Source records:
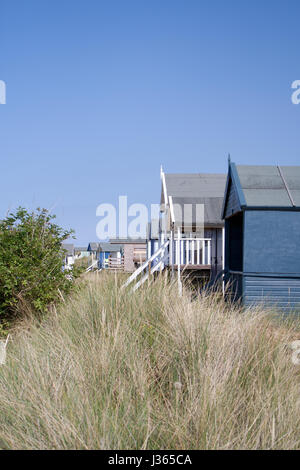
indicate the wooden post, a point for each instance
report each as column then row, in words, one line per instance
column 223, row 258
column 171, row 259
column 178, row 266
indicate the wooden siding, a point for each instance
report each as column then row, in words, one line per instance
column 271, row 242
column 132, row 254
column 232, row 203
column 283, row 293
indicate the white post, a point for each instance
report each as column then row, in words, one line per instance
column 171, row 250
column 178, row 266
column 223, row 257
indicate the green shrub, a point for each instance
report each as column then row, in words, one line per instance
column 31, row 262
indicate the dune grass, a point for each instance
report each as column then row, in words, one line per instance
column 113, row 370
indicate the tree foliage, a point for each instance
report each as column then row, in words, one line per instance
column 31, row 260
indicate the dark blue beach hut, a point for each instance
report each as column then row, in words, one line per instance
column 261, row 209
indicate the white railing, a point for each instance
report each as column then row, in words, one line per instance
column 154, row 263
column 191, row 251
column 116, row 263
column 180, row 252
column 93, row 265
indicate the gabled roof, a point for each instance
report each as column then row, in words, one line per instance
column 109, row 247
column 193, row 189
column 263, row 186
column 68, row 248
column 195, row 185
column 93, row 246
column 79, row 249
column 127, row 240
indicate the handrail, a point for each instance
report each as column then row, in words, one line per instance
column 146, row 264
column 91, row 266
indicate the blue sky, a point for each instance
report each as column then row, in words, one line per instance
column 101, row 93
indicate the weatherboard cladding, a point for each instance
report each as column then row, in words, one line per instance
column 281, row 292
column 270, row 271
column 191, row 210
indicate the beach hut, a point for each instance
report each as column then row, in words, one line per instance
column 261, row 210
==
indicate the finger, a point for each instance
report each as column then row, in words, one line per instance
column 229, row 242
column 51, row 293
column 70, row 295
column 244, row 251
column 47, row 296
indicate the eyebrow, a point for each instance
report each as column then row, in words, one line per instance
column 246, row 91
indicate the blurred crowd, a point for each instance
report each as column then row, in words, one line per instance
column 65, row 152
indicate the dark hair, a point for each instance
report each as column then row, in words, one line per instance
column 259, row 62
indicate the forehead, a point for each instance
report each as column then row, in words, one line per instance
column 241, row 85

Work order: In the entries above, find the line holding "indicate the gabled" and the line holding "indicate the handrail, a", then retype exactly those two lines and every line between them, and nothing else.

Answer:
indicate the gabled roof, a point for each instance
report each as column then row, in words, one line per instance
column 109, row 247
column 193, row 189
column 263, row 186
column 68, row 248
column 195, row 185
column 93, row 246
column 79, row 249
column 127, row 240
indicate the handrail, a point for each instance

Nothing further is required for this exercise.